CHALLENGE: Reproduce the records, starting at the line that contains "Please point out the stone base" and ending at the end of the records, with the requests kept as they are. Offset every answer coordinate by adding 126 to each number, and leave the format samples in the requests unchanged.

SUPPLIED MATERIAL:
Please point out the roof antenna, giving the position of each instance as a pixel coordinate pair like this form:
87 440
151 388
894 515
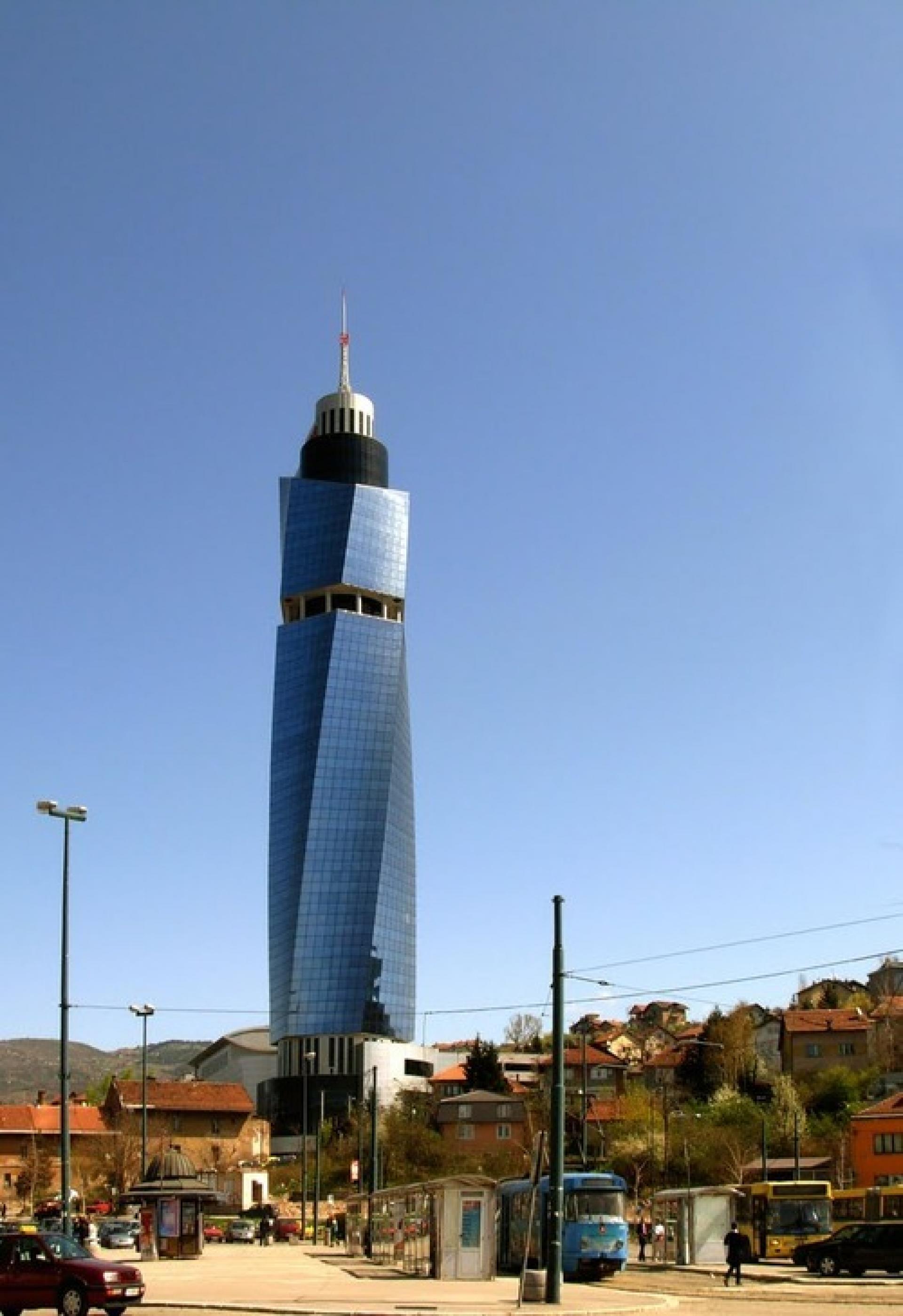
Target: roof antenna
344 339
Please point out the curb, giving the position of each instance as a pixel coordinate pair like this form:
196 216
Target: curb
653 1302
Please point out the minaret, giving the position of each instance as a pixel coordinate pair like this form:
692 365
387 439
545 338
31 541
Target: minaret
343 883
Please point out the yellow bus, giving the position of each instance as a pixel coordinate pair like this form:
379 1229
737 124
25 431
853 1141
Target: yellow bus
885 1203
776 1218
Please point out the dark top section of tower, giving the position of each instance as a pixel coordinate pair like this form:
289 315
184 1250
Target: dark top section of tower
345 460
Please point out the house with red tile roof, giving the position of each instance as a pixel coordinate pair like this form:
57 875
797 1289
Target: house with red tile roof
814 1040
601 1069
213 1123
876 1143
449 1082
29 1144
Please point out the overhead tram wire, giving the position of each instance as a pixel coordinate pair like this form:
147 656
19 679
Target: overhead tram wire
744 941
577 1001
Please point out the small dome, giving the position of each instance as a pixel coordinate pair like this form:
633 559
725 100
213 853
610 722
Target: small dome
172 1165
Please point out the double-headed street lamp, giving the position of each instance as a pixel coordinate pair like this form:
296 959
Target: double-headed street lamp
144 1012
74 814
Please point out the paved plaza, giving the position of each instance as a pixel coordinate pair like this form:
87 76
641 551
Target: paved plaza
301 1280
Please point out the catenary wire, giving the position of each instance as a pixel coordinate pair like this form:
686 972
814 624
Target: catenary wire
576 1001
744 941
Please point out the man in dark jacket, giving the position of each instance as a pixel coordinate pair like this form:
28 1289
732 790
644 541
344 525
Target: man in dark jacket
735 1247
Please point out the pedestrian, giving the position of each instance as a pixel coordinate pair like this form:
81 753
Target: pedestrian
643 1237
735 1247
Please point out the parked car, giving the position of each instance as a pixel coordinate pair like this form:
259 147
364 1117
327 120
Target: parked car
118 1234
286 1228
240 1231
856 1248
55 1272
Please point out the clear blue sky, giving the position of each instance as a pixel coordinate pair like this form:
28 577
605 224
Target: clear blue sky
626 284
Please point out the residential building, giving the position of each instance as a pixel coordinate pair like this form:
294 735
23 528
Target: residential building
522 1072
449 1082
815 1040
483 1120
597 1068
213 1123
669 1015
876 1144
828 994
887 1022
29 1149
767 1040
341 882
887 981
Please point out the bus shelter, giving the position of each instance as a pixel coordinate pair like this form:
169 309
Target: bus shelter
696 1223
172 1201
439 1229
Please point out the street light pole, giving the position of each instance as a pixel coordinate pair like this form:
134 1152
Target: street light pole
74 814
143 1012
557 1114
307 1058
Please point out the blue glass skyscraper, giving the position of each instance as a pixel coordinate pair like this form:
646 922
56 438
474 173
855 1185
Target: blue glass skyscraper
341 882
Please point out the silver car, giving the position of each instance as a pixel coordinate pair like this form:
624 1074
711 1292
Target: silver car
240 1231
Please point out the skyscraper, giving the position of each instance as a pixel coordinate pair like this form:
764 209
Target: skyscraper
341 882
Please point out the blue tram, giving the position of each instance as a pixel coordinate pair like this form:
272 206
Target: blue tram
594 1227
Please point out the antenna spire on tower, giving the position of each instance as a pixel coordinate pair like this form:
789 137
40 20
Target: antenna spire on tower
344 339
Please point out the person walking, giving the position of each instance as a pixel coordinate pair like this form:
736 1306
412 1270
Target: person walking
734 1244
643 1237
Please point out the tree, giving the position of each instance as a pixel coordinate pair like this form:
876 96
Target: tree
737 1132
788 1114
483 1070
411 1147
524 1032
36 1177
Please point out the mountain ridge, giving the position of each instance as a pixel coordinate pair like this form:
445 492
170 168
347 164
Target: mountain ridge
31 1066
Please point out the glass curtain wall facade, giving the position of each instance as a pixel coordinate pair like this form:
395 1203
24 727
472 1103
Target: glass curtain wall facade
341 882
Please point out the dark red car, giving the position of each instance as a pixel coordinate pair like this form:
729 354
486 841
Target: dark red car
52 1270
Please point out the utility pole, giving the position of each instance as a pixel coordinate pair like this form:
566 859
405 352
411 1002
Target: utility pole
317 1169
795 1144
372 1186
584 1098
557 1115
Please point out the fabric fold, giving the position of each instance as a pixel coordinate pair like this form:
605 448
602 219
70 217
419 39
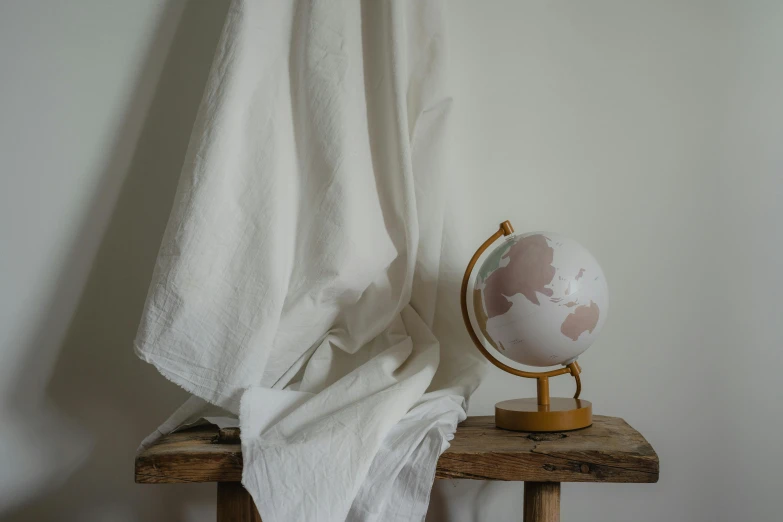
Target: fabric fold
298 281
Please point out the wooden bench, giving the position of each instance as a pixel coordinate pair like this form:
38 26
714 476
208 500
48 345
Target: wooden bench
608 451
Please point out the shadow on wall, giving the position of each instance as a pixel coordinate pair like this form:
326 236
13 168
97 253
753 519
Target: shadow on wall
98 382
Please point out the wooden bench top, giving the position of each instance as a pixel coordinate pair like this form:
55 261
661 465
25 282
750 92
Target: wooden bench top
608 451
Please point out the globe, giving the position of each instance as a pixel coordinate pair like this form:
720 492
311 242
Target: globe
540 299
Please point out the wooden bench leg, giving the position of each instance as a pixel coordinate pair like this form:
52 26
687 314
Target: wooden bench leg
542 502
235 504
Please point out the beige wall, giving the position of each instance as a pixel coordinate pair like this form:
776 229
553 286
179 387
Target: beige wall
649 131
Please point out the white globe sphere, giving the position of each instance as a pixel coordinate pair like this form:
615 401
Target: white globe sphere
540 299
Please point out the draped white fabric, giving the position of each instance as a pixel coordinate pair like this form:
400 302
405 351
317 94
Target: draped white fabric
298 277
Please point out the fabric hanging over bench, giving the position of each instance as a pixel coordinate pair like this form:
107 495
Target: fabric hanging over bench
297 284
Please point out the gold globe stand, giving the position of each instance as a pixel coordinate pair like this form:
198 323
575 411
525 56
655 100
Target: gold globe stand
542 413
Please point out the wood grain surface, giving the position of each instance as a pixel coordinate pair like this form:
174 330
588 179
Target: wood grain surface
608 451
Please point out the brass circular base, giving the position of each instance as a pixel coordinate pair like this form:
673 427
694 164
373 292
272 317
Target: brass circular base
527 415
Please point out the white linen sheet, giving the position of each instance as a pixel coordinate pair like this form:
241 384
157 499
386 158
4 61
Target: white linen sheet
298 281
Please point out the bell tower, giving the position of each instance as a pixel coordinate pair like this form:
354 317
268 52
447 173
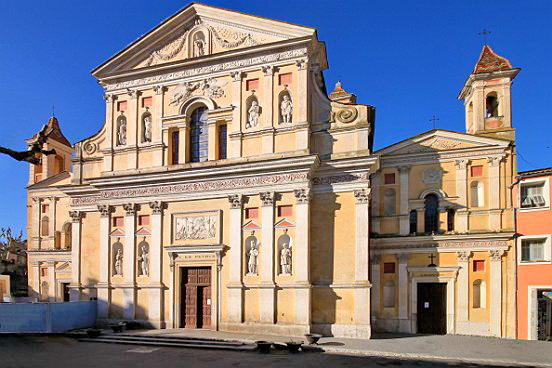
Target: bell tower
487 96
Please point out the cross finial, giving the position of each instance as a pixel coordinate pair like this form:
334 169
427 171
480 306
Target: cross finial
433 120
484 33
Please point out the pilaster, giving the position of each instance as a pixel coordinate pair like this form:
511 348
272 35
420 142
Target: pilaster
104 292
155 253
76 225
267 291
496 295
234 145
404 219
235 285
157 123
129 261
461 193
463 289
404 322
301 257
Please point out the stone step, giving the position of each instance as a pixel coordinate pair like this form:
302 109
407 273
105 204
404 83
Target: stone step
171 342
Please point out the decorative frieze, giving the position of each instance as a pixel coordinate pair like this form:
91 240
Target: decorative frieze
362 196
302 195
267 198
194 72
236 200
105 210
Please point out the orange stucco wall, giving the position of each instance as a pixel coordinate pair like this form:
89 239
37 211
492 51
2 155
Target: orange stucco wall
531 223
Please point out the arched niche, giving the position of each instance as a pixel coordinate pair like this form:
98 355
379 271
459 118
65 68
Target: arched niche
146 127
389 294
252 114
116 247
284 241
285 107
199 42
143 258
121 131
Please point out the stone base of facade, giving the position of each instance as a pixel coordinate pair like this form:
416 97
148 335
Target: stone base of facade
341 330
264 328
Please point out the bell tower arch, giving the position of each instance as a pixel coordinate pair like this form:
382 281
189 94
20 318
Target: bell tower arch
487 96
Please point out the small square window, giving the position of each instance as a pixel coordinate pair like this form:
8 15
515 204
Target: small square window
533 250
251 213
118 221
532 196
143 220
284 79
284 211
478 265
147 101
121 106
389 178
389 267
476 170
252 84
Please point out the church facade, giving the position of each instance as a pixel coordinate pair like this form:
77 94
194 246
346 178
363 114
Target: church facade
228 190
220 192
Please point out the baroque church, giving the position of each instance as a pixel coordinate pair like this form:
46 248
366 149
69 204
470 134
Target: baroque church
228 190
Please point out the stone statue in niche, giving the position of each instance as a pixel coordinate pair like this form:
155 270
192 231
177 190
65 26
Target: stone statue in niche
253 114
147 128
119 263
286 109
199 46
144 260
285 259
121 132
253 258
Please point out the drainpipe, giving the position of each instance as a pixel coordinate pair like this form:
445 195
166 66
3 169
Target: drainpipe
511 187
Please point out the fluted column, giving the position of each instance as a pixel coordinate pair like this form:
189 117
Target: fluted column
267 291
156 254
461 193
496 295
301 258
463 290
362 291
129 261
104 292
404 218
76 226
234 145
404 321
235 285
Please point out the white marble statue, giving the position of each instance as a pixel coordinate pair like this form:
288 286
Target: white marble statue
253 257
199 47
119 263
253 115
286 109
285 259
144 260
121 132
147 128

WORKED ANSWER:
Please point out the stone base of facade, giving the position of each instance as a pixel coordinate pair like this form:
416 97
148 335
Target: stone base of facade
467 456
390 454
Please point out the bell tower arch, giving the position of each instance as a pixel coordinate pair like this form:
382 281
189 94
20 318
Target: bell tower arch
613 222
Please point out the small square window, giving the position of each instance as a pixel coordinate pair like this form:
8 15
515 204
Target: small square window
659 376
377 339
244 347
658 322
269 346
410 205
410 337
604 391
273 227
247 232
515 304
515 393
602 296
378 210
Please point out the church facade, giving the position of each instance as a pixel coordinate pair like this form:
77 94
194 246
346 178
363 114
Target: church facade
354 316
346 318
Please point out the baroque church, giving the position of each instance as a pixel coordinate pair like this form:
46 248
366 149
69 204
470 134
Target: baroque church
354 316
Please point out the stone statue in niche, giving the position of each instance as a pixel coordinate pair like this form:
155 270
192 231
177 190
65 26
Target: stone statue in niche
379 240
273 254
245 389
412 235
325 172
270 386
411 385
247 258
379 384
Please point out the drainpipe, giving the position of each instance as a pixel coordinate pair like this form:
445 195
166 66
3 169
Target: drainpipe
637 313
Please point out the fluted column, giving the position of each instance as a pixel coordinate pair like this form:
189 117
Target: fluted column
393 417
282 380
587 319
622 421
427 384
589 416
488 417
255 387
230 418
530 344
202 352
360 271
530 447
361 411
Please point out the white marble statue, giving the position of each instance as a pixel coordinate pair like this form:
288 286
Target: white marble statue
379 383
325 173
245 389
379 241
412 235
411 385
270 386
247 258
273 254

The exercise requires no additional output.